# [EXERCISE REQUIREMENTS]
All lines from the top of the records below through the line holding "positive clicks: (1030, 568)", and only those, should be printed exactly, minus the pictures.

(Stored items)
=== Begin Enclosure ===

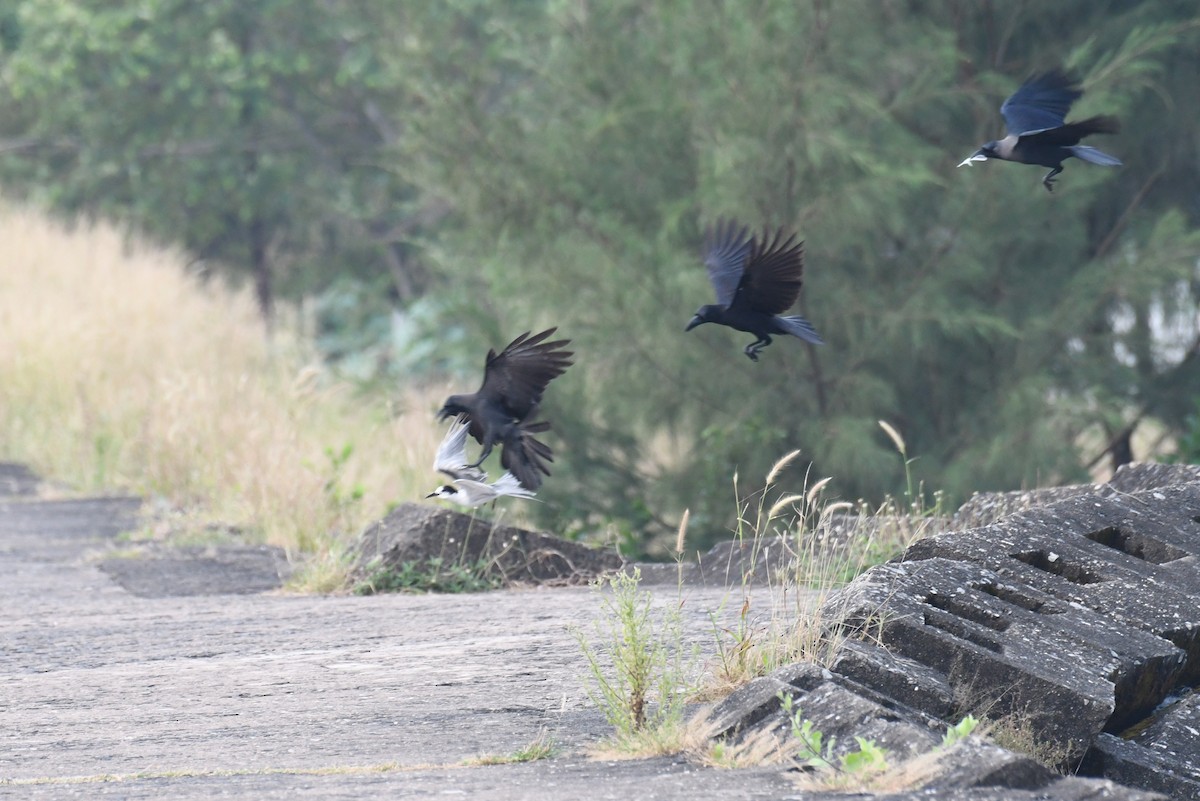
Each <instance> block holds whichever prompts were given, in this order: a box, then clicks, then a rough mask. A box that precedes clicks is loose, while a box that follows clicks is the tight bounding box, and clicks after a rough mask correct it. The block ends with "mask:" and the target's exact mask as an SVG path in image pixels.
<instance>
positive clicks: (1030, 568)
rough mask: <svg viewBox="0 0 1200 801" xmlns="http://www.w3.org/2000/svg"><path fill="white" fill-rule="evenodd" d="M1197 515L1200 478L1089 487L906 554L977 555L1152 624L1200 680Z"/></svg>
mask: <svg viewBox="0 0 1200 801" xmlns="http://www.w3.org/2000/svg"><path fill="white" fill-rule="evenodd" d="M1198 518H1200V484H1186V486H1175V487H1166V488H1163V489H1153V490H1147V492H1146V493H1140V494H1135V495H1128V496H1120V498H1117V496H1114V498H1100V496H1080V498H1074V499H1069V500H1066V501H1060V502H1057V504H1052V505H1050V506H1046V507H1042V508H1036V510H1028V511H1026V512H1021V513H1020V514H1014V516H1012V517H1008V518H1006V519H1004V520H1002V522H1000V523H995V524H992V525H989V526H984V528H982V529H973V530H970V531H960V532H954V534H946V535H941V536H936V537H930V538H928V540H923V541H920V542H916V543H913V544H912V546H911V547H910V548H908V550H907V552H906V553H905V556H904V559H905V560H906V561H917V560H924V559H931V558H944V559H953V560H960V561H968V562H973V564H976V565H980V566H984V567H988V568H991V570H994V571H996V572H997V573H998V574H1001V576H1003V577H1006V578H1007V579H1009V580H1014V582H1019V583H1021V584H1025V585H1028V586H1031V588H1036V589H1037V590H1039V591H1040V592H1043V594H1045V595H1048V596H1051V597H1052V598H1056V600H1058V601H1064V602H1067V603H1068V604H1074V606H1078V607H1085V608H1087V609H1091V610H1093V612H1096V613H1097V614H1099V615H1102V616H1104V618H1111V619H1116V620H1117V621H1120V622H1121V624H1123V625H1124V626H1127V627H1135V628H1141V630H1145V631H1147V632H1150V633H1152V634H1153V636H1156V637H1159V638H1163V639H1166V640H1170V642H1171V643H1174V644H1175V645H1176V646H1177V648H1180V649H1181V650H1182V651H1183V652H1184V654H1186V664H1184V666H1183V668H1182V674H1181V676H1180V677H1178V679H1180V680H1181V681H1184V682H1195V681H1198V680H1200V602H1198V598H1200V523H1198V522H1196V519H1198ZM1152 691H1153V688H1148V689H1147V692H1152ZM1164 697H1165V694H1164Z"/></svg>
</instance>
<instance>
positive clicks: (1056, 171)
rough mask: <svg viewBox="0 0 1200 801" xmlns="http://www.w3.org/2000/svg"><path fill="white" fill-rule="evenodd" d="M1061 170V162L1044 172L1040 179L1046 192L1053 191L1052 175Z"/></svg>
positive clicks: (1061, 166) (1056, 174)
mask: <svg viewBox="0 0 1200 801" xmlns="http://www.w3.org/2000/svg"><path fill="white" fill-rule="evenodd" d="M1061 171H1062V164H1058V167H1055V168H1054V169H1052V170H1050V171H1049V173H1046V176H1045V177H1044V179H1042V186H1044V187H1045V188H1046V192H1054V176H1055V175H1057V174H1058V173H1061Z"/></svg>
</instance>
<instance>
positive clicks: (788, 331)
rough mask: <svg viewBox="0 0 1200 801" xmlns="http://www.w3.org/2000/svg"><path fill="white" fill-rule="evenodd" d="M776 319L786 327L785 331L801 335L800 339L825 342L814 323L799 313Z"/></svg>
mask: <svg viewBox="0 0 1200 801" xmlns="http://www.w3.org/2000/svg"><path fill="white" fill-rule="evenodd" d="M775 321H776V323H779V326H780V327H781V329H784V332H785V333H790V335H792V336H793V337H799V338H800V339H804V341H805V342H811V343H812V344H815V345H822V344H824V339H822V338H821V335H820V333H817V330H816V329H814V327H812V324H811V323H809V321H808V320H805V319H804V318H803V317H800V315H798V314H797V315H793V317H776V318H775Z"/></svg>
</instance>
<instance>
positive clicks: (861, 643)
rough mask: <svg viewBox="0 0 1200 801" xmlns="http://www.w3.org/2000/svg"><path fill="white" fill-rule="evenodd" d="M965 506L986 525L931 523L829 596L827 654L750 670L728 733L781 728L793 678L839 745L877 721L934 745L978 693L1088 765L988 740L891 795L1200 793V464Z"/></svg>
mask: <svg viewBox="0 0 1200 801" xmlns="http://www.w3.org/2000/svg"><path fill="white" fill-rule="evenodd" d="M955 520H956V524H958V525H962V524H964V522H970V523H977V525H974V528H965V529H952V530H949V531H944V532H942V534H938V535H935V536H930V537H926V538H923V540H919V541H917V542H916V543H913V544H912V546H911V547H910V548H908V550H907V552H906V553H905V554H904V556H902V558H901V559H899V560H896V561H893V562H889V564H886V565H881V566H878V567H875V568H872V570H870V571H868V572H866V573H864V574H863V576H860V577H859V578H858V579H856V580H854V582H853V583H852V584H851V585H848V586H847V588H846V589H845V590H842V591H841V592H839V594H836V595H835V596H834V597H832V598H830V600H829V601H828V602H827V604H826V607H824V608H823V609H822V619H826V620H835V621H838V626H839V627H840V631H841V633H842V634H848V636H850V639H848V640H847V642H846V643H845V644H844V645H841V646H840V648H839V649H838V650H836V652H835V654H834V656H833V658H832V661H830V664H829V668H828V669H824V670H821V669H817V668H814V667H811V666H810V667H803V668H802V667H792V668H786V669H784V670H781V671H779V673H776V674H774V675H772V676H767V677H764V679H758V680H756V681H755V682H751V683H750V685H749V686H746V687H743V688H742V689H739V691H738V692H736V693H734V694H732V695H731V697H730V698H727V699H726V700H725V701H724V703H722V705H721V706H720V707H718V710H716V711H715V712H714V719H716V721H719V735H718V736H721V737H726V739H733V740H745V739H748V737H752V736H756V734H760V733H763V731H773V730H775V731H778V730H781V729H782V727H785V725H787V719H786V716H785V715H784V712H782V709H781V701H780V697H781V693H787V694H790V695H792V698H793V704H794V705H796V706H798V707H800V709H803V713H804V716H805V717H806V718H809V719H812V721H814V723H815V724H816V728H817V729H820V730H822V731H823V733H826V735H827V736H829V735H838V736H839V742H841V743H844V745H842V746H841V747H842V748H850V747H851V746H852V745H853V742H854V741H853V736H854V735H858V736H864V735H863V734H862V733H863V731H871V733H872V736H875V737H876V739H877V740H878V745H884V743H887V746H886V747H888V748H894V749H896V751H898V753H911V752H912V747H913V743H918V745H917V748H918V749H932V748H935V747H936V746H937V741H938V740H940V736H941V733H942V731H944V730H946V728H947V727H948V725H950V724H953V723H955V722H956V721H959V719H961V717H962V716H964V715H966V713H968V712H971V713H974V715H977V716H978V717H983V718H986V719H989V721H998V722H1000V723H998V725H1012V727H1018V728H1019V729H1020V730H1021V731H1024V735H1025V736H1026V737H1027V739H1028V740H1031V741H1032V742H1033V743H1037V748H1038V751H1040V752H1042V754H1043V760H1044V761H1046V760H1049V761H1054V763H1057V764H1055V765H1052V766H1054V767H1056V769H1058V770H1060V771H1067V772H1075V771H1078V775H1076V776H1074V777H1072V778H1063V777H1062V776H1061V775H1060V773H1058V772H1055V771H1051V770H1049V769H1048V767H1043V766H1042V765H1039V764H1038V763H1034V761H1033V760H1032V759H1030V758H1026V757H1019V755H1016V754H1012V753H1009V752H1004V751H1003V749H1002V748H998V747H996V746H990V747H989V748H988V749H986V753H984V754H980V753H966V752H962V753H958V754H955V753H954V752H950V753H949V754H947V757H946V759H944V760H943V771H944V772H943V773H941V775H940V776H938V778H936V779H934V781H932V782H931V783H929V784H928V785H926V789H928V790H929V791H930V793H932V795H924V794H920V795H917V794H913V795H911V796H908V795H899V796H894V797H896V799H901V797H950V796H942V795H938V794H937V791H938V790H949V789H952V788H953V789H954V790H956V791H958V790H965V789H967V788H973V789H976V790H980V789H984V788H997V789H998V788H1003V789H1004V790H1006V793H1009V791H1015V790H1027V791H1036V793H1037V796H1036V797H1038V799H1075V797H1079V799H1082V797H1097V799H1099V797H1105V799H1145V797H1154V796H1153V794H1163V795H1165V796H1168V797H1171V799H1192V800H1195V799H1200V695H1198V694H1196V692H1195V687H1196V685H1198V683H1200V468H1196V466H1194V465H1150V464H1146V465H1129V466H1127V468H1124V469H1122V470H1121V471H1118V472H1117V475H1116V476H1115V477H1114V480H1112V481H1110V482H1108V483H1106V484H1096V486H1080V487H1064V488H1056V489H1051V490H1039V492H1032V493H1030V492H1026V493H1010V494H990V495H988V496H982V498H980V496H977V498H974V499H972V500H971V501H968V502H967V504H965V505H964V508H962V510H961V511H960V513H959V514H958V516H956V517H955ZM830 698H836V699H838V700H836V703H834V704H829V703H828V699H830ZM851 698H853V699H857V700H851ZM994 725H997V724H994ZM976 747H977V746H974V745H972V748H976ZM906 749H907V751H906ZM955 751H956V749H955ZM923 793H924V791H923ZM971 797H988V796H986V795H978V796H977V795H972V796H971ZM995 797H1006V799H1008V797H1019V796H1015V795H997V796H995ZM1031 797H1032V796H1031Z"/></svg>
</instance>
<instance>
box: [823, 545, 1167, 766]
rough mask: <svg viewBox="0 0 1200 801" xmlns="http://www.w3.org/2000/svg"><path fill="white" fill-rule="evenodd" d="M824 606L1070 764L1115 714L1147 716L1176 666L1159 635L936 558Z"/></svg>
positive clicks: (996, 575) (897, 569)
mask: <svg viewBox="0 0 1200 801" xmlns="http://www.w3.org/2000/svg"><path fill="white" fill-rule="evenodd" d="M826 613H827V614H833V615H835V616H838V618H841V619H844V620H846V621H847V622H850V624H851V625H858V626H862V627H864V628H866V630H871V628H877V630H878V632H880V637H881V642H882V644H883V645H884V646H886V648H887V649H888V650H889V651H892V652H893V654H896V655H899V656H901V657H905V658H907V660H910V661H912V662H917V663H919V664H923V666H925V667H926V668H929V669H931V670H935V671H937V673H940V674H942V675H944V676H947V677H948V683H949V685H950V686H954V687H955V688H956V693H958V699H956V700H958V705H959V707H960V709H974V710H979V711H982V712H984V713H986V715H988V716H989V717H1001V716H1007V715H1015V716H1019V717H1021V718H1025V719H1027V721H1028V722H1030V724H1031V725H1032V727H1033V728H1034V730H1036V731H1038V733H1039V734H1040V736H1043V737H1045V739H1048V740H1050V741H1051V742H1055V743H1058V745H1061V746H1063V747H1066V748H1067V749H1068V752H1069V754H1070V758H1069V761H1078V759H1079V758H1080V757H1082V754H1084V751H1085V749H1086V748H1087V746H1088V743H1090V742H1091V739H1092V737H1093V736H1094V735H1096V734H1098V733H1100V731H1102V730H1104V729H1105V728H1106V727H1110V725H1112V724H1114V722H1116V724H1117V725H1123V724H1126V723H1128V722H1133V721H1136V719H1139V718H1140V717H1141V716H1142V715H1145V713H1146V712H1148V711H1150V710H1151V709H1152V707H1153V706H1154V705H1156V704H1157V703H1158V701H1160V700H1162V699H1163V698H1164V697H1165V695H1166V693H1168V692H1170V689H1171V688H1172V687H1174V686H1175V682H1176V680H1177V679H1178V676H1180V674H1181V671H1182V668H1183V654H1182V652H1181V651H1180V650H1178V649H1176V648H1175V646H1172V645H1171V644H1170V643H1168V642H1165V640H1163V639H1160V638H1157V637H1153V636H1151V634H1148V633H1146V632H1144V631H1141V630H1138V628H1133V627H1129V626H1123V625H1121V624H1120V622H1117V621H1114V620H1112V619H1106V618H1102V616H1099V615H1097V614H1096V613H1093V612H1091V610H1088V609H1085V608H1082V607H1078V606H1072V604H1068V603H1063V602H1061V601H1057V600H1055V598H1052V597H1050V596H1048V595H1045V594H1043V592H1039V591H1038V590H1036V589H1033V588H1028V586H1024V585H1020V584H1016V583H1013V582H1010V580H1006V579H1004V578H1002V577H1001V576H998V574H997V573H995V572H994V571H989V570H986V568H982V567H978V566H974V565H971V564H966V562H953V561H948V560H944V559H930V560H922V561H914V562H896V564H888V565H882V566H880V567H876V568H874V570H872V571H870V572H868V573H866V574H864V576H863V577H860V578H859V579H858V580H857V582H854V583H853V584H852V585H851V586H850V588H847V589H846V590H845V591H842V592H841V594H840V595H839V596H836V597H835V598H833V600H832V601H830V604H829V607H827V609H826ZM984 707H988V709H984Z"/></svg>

=== End Enclosure ===

# [SOLUTION FOR THIS EXERCISE]
Each <instance> block holds whichever prompts were given, in this order: a box, then clicks, then a rough mask. A box that precedes clicks is loose, while a box that follows clicks is the tight bounding box, and clicks after a rough mask correct it. The block ends with "mask:" and the target's exact mask as an SVG path in image pixels.
<instance>
positive clicks: (1030, 568)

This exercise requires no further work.